WHAT TO WORK ON
Output each line of the material exactly as it stands.

GIVEN INFORMATION
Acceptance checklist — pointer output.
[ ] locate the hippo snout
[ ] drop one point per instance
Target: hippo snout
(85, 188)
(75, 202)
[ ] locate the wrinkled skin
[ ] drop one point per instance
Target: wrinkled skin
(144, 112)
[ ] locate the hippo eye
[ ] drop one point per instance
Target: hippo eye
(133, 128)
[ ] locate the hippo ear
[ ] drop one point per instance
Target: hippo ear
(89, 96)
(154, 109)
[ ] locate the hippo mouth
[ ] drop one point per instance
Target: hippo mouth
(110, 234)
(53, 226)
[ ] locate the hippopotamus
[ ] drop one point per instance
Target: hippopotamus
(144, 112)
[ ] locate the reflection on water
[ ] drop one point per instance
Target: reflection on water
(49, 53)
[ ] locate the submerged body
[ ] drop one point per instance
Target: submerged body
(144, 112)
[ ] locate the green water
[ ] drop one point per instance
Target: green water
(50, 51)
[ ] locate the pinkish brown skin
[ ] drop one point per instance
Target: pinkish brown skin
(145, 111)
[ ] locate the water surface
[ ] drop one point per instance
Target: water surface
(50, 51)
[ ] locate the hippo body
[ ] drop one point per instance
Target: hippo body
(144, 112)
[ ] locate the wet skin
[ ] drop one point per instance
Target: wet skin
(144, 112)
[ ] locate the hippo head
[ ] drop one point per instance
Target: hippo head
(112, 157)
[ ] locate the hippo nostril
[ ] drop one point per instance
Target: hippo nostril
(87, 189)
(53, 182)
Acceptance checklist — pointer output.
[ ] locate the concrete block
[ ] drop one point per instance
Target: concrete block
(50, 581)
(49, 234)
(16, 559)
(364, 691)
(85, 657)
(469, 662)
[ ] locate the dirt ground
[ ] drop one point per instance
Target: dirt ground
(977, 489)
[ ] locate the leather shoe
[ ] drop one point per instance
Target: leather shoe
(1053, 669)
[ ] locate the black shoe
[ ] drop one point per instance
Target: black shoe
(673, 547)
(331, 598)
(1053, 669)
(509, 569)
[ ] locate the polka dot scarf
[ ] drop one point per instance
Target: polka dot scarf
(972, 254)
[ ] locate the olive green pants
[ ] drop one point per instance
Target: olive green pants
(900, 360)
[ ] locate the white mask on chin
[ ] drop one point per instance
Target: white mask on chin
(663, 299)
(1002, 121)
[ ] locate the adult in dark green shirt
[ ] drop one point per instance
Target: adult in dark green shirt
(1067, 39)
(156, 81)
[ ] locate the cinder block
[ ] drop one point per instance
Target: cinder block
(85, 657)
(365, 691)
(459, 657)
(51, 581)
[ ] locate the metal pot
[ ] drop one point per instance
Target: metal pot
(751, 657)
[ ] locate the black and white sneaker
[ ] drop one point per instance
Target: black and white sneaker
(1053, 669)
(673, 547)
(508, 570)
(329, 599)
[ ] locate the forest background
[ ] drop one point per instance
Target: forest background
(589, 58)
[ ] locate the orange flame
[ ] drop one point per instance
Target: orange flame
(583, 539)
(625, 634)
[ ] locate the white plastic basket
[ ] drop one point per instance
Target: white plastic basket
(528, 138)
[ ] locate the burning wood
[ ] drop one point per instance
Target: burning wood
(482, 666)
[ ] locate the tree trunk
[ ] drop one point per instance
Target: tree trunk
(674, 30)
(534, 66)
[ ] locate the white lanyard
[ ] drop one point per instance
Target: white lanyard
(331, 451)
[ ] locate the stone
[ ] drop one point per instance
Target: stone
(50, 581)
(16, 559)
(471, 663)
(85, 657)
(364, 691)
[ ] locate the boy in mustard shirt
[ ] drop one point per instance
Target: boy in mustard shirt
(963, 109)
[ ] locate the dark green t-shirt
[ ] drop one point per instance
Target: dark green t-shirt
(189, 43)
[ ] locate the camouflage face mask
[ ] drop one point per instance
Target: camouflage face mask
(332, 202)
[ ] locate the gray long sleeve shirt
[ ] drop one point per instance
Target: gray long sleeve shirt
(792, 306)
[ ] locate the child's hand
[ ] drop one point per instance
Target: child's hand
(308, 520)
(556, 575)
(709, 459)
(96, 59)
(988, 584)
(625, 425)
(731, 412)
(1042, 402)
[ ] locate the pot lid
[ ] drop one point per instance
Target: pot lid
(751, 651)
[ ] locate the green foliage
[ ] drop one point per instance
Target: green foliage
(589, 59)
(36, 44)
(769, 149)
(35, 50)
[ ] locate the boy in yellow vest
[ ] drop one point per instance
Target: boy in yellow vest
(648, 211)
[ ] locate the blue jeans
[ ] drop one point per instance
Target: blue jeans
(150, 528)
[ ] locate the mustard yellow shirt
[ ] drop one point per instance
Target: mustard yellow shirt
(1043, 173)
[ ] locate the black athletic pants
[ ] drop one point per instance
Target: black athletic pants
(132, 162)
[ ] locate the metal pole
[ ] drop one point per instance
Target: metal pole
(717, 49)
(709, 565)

WRITTEN RESPONSE
Acceptance checklist — pointer output.
[ ] locate the hippo snout
[ ] drop one point per instance
Target: hippo snout
(85, 188)
(75, 202)
[ ] locate the wrinkled skin
[ ] drop one point per instance
Target: wrinkled skin
(144, 112)
[ ] locate the hippo eye
[ ] drop one point per instance
Target: hippo eye
(133, 128)
[ ] locate the hippo ear
[ ] drop one point per instance
Target: hippo ear
(89, 96)
(154, 109)
[ ] locate the hippo mouth
[ ] drop one point per instance
Target: hippo mouth
(110, 234)
(53, 226)
[ ] locate the hippopotamus
[ ] drop one point per instance
Target: hippopotamus
(144, 112)
[ ] locate the reflection on water
[ ] drop one point per instance
Target: reflection on water
(49, 53)
[ ] locate the submerged body
[ ] drop one point per instance
Target: submerged body
(144, 112)
[ ] locate the green water
[ ] drop one point per instance
Target: green water
(50, 51)
[ ] locate the pinkish brown skin
[ ] drop one point per instance
Target: pinkish brown skin
(145, 111)
[ ] locate the water surface
[ ] drop one point per instance
Target: water surface
(50, 51)
[ ] locate the hippo body
[ ] drop one point per instance
Target: hippo body
(144, 112)
[ ] locate the wet skin
[ ] drop one point per instance
Target: wet skin
(144, 112)
[ ] locate the hippo head
[ ] drop one point per instance
Target: hippo head
(112, 157)
[ ] locate the hippo nostril
[ ] drop one point per instance
Target: hippo nostril
(87, 189)
(53, 182)
Acceptance checklist — pointer output.
[ ] locate the concrete block
[ ] drop one point per instance
Target: concrete block
(50, 581)
(49, 234)
(16, 559)
(364, 691)
(85, 657)
(469, 662)
[ ] locate the dirt ground
[ ] drop one point per instance
Target: dirt ground
(977, 489)
[ ] locate the leather shoe
[ ] drop one point per instance
Target: leather shoe
(1053, 669)
[ ] locate the black shoe
[ ] drop one point per instance
Target: black shoe
(673, 547)
(331, 598)
(1053, 669)
(509, 569)
[ ] locate the polka dot scarf
[ ] drop one point per instance
Target: polka dot scarf
(972, 254)
[ ] locate the olive green pants
[ ] drop one point per instance
Target: olive green pants
(900, 360)
[ ] locate the white mask on chin
[ ] drop one point per instance
Target: white mask on chin
(663, 299)
(1002, 121)
[ ] locate the adult in dark green shirt
[ ] drop one point per instance
Target: adult in dark green shirt
(1067, 39)
(156, 81)
[ ] locate the cinder block
[ ] drop one point per instance
Target: cinder block
(85, 657)
(365, 691)
(459, 657)
(51, 581)
[ ] locate the metal pot
[ ] drop one point per instance
Target: metal pot
(751, 657)
[ ] locate the black and white sneaker
[ ] drop one point per instance
Target: black and white sneaker
(1053, 669)
(673, 547)
(508, 570)
(329, 599)
[ ] locate the forest background
[ ] drop one point per instance
Target: forest background
(589, 58)
[ ] locate the orange flame
[ ] drop one point per instance
Target: orange flame
(583, 539)
(625, 634)
[ ] locate the white plastic basket
[ ] drop one point per instance
Target: white plastic basket
(528, 138)
[ ] locate the burning wood
[ ] drop one point per instance
Target: burning wood
(482, 666)
[ ] locate the tree trunk
[ ] drop one point per instance
Target: tree trunk
(674, 30)
(534, 66)
[ ] locate the white lanyard
[ ] drop one point per instance
Target: white lanyard
(331, 451)
[ ] locate the stone
[ ] drop one point per instance
Target: stone
(50, 581)
(16, 559)
(471, 663)
(85, 657)
(364, 691)
[ ] locate the boy in mustard shirt
[ ] drop one point per instance
Target: boy in mustard shirt
(963, 109)
[ ] locate the dark green t-shirt
[ ] drop one point per instance
Target: dark green t-shirt
(189, 43)
[ ] locate the camouflage face mask
[ ] drop one point per instance
Target: camouflage face mask
(332, 202)
[ ] locate the gray long sleeve shirt
[ ] drop one point per instance
Target: gray long sleeve shirt
(792, 306)
[ ] locate the child's hand
[ ] drop one point per instance
Target: child's hand
(308, 520)
(556, 575)
(709, 459)
(96, 59)
(988, 584)
(625, 425)
(731, 412)
(1042, 402)
[ ] locate the pot lid
[ ] drop one point per instance
Target: pot lid
(751, 651)
[ ] locate the green foliage
[ ] drop one point per instance
Target: green foliage
(589, 59)
(36, 44)
(769, 149)
(35, 50)
[ ] locate the boy in yellow vest
[ ] drop one point per instance
Target: boy in yellow vest
(648, 211)
[ ] locate the blue jeans
[ ] drop one point per instance
Target: blue jeans
(150, 528)
[ ] locate the mustard yellow shirt
[ ] drop one point per instance
Target: mustard yellow shirt
(1043, 173)
[ ] locate the black athletic pants
[ ] drop one point per instance
Target: black athletic pants
(132, 162)
[ ] locate the metal pole
[ ] drop one point per instance
Target: metal pole
(717, 49)
(709, 565)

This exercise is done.